* _What to do_:
Repeat the following listing line for line, with nothing changed.

Part of a data file
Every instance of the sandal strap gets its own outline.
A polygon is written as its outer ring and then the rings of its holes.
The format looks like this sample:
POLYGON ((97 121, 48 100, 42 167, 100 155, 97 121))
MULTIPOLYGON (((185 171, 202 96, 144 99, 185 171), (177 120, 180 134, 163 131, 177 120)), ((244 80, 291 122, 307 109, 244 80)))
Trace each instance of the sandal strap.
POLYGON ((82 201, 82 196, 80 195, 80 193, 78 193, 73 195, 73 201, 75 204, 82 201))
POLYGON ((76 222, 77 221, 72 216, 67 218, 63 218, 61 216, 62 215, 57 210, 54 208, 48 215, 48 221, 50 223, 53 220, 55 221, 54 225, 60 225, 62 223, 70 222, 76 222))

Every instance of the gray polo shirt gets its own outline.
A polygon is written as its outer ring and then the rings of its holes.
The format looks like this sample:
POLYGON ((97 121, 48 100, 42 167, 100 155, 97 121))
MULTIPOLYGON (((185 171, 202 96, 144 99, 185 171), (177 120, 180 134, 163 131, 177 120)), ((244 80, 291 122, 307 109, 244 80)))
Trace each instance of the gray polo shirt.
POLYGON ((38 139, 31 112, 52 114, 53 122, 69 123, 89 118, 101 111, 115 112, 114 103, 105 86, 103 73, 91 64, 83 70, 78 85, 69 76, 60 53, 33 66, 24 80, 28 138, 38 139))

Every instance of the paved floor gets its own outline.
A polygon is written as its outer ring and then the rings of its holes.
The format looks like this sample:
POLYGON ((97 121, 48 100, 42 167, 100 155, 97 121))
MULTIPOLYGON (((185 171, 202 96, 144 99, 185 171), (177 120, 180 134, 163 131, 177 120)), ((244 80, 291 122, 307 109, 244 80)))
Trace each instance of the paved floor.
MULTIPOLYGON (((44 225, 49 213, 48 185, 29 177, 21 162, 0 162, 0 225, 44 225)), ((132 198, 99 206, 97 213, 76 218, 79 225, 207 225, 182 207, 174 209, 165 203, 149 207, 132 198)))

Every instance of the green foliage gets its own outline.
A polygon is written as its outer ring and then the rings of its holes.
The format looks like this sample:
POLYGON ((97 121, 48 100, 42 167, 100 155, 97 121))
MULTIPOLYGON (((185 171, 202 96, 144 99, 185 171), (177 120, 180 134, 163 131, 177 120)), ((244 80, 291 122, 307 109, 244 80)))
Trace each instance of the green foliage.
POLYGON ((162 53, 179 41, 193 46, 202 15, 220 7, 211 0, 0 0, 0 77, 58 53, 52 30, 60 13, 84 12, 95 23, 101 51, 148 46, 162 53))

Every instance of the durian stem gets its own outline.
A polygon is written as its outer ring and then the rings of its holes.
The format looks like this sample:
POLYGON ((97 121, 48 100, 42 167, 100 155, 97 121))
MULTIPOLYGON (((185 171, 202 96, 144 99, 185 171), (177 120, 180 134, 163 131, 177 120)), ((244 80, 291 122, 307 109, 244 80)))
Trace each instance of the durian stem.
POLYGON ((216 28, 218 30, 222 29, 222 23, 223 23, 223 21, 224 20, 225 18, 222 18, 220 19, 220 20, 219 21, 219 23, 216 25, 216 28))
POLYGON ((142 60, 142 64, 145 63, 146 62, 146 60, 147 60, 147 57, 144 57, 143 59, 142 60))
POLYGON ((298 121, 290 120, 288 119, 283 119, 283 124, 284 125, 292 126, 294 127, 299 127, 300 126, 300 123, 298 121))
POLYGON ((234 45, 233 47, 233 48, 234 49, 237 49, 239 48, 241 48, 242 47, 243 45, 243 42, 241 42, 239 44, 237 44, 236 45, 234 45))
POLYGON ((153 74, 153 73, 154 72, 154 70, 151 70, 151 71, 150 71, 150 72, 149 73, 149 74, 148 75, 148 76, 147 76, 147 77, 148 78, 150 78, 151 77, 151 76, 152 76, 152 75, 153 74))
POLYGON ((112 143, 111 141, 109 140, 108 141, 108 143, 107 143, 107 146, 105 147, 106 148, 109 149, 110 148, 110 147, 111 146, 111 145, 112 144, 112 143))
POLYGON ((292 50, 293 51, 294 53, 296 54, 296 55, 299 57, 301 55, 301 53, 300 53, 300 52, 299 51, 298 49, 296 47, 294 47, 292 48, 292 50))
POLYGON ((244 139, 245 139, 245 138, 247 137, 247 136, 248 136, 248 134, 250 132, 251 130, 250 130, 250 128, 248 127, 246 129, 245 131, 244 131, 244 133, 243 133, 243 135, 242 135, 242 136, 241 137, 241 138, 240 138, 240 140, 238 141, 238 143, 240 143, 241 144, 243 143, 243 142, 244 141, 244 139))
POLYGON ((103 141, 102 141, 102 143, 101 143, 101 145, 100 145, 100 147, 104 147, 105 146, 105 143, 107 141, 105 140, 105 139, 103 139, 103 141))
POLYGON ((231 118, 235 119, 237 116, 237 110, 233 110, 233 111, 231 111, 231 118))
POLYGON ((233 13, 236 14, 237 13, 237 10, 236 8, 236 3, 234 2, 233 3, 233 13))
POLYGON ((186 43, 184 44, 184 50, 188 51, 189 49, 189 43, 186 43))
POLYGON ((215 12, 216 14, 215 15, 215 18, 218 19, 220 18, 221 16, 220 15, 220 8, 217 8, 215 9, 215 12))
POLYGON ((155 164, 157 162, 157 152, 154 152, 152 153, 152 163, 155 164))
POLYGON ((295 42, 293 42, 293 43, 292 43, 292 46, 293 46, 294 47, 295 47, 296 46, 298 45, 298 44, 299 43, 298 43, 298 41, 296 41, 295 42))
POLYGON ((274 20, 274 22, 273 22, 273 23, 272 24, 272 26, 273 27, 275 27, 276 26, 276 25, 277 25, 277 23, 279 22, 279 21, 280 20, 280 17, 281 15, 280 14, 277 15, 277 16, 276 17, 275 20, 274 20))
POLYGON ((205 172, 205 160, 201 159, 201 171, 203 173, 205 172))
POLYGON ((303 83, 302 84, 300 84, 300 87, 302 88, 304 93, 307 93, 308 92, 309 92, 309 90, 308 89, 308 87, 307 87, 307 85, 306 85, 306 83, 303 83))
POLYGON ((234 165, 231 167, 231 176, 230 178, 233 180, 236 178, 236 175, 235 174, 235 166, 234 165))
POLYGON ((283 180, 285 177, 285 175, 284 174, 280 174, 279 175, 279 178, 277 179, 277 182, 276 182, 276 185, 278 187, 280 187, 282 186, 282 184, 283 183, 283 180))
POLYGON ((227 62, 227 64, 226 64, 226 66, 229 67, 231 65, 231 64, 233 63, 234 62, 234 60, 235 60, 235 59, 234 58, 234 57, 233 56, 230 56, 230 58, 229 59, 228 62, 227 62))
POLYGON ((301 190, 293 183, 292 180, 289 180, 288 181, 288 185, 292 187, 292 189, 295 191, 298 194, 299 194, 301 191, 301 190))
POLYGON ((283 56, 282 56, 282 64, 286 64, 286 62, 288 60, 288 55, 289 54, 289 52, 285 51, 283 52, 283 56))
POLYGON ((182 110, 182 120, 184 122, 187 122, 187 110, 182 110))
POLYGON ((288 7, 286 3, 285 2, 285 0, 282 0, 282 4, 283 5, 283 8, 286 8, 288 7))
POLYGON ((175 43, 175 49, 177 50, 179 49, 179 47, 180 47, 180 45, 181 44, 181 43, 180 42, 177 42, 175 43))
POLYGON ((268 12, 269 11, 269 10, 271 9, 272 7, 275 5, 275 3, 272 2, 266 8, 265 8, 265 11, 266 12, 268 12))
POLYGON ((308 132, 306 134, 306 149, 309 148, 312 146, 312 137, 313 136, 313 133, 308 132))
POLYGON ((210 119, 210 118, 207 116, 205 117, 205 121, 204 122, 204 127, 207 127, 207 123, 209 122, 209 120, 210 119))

* _Full output_:
Every instance of the sandal strap gets its own outline.
A polygon is written as its outer ring and then the rings of its holes.
The format looks like this sample:
POLYGON ((97 121, 48 100, 42 167, 100 155, 97 121))
MULTIPOLYGON (((185 171, 202 96, 144 99, 185 171), (177 120, 180 134, 163 131, 177 120)), ((244 80, 291 122, 307 109, 244 80)))
Trace each instance of the sandal strap.
POLYGON ((82 201, 82 196, 80 195, 80 193, 78 193, 73 195, 73 201, 75 204, 82 201))
POLYGON ((76 222, 77 221, 72 216, 67 218, 63 218, 61 216, 62 215, 57 210, 54 208, 48 215, 48 221, 50 223, 53 220, 55 221, 54 225, 60 225, 62 223, 70 222, 76 222))

Every instance of the gray polo shirt gets its own outline.
A polygon is written as its outer ring and then the rings of its holes.
The format looks like this sample:
POLYGON ((97 121, 48 100, 42 167, 100 155, 97 121))
MULTIPOLYGON (((185 171, 202 96, 144 99, 185 171), (177 120, 180 134, 163 131, 177 120)), ((244 80, 291 122, 307 109, 244 80)))
Trace each instance of the gray polo shirt.
POLYGON ((38 139, 31 112, 52 114, 53 122, 69 123, 89 118, 101 111, 115 112, 114 103, 105 86, 103 73, 91 64, 83 70, 78 85, 69 76, 60 53, 33 66, 24 80, 28 138, 38 139))

Every instance of the paved floor gets its own outline.
A polygon is written as its outer ring and then the rings of its holes.
The format looks like this sample:
POLYGON ((97 121, 48 100, 42 167, 100 155, 97 121))
MULTIPOLYGON (((185 171, 202 96, 144 99, 185 171), (177 120, 180 134, 163 131, 177 120)), ((244 80, 291 122, 307 109, 244 80)))
Trace each instance of the paved floor.
MULTIPOLYGON (((44 225, 49 213, 48 185, 29 177, 21 162, 0 162, 0 225, 44 225)), ((132 198, 99 206, 97 213, 76 218, 79 225, 207 225, 182 207, 174 209, 165 203, 149 207, 132 198)))

Every instance of the green foliage gets its own outline.
A polygon is written as its outer ring and then the rings of its holes.
The format looks like this sample:
POLYGON ((97 121, 48 100, 42 167, 100 155, 97 121))
MULTIPOLYGON (((185 171, 202 96, 144 99, 185 171), (177 120, 180 134, 163 131, 177 120)), ((244 80, 291 122, 307 109, 244 80)))
Trace each instance of the green foliage.
POLYGON ((162 53, 179 41, 193 46, 202 15, 220 7, 211 0, 0 0, 0 77, 58 53, 52 30, 60 13, 84 12, 95 23, 101 51, 148 46, 162 53))

Every instance of the durian stem gets its own outline.
A polygon is written as its outer ring and then the rings of its holes.
The format looks like this sample:
POLYGON ((97 121, 48 100, 42 167, 100 155, 97 121))
MULTIPOLYGON (((185 171, 202 96, 144 99, 185 171), (177 120, 180 134, 163 131, 177 120)), ((244 80, 291 122, 307 109, 244 80)))
Trace each instance of the durian stem.
POLYGON ((216 28, 218 30, 222 29, 222 23, 223 23, 223 21, 224 20, 225 18, 222 18, 220 19, 220 20, 219 21, 219 23, 216 25, 216 28))
POLYGON ((142 60, 142 64, 145 63, 146 62, 146 60, 147 60, 147 57, 144 57, 143 59, 142 60))
POLYGON ((298 121, 290 120, 288 119, 283 119, 283 124, 284 125, 292 126, 294 127, 299 127, 300 126, 300 123, 298 121))
POLYGON ((234 45, 233 47, 233 48, 234 49, 237 49, 239 48, 241 48, 242 47, 243 45, 243 42, 241 42, 239 44, 237 44, 236 45, 234 45))
POLYGON ((153 74, 153 73, 154 72, 154 70, 151 70, 151 71, 150 71, 150 72, 149 73, 149 74, 148 75, 148 76, 147 76, 147 77, 148 78, 150 78, 151 77, 151 76, 152 76, 152 75, 153 74))
POLYGON ((112 143, 111 141, 109 140, 108 141, 108 143, 107 143, 107 146, 105 147, 106 148, 109 149, 110 148, 110 147, 111 146, 111 145, 112 144, 112 143))
POLYGON ((292 50, 293 51, 294 53, 296 54, 296 55, 299 57, 301 55, 301 53, 300 53, 300 52, 299 51, 298 49, 296 47, 294 47, 292 48, 292 50))
POLYGON ((244 139, 245 139, 245 138, 247 137, 247 136, 248 136, 248 134, 250 132, 251 130, 250 130, 250 128, 248 127, 246 129, 245 131, 244 131, 244 133, 243 133, 243 135, 242 135, 242 136, 241 137, 241 138, 240 138, 240 140, 238 141, 238 143, 240 143, 241 144, 243 143, 243 142, 244 141, 244 139))
POLYGON ((103 141, 102 141, 102 143, 101 143, 101 145, 100 145, 100 147, 104 147, 105 146, 105 143, 107 141, 105 140, 105 139, 103 139, 103 141))
POLYGON ((231 118, 235 119, 237 116, 237 110, 233 110, 233 111, 231 111, 231 118))
POLYGON ((233 13, 236 14, 237 13, 237 10, 236 8, 236 3, 234 2, 233 3, 233 13))
POLYGON ((186 43, 184 44, 184 50, 188 51, 189 49, 189 43, 186 43))
POLYGON ((215 12, 216 14, 215 15, 215 18, 218 19, 220 18, 221 16, 220 15, 220 8, 217 8, 215 9, 215 12))
POLYGON ((155 164, 157 162, 157 152, 154 152, 152 153, 152 163, 155 164))
POLYGON ((295 42, 293 42, 293 43, 292 43, 292 46, 293 46, 294 47, 295 47, 296 46, 298 45, 298 44, 299 43, 298 43, 298 41, 296 41, 295 42))
POLYGON ((274 20, 274 22, 273 22, 273 23, 272 24, 272 26, 273 27, 275 27, 276 26, 276 25, 277 25, 277 23, 279 22, 279 21, 280 20, 280 17, 281 15, 280 14, 277 15, 277 16, 276 17, 275 20, 274 20))
POLYGON ((205 172, 205 160, 201 159, 201 171, 203 173, 205 172))
POLYGON ((303 83, 302 84, 300 84, 300 87, 302 88, 304 93, 307 93, 308 92, 309 92, 309 90, 308 89, 308 87, 307 87, 307 85, 306 85, 306 83, 303 83))
POLYGON ((234 165, 231 167, 231 176, 230 178, 233 180, 236 178, 236 175, 235 174, 235 166, 234 165))
POLYGON ((283 180, 285 177, 285 175, 284 174, 280 174, 279 175, 279 178, 277 179, 277 182, 276 182, 276 185, 278 187, 280 187, 282 186, 282 184, 283 183, 283 180))
POLYGON ((227 62, 227 64, 226 64, 226 66, 229 67, 231 65, 231 64, 233 63, 234 62, 234 60, 235 60, 235 59, 234 58, 234 57, 233 56, 230 56, 230 58, 229 59, 228 62, 227 62))
POLYGON ((301 190, 293 183, 292 180, 289 180, 288 181, 288 185, 292 187, 292 189, 295 191, 298 194, 299 194, 301 191, 301 190))
POLYGON ((283 56, 282 56, 282 64, 286 64, 286 62, 288 60, 288 55, 289 54, 289 52, 285 51, 283 52, 283 56))
POLYGON ((182 110, 182 120, 184 122, 187 122, 187 110, 182 110))
POLYGON ((288 7, 286 3, 285 2, 285 0, 282 0, 282 4, 283 5, 283 8, 286 8, 288 7))
POLYGON ((175 43, 175 49, 177 50, 179 49, 179 47, 180 47, 180 45, 181 44, 181 43, 180 42, 177 42, 175 43))
POLYGON ((268 12, 269 11, 269 10, 271 9, 272 7, 275 5, 275 3, 272 2, 266 8, 265 8, 265 11, 266 12, 268 12))
POLYGON ((308 132, 306 134, 306 149, 309 148, 312 146, 312 137, 313 136, 313 133, 308 132))
POLYGON ((210 119, 210 118, 207 116, 205 117, 205 121, 204 122, 204 127, 207 127, 207 123, 209 122, 209 120, 210 119))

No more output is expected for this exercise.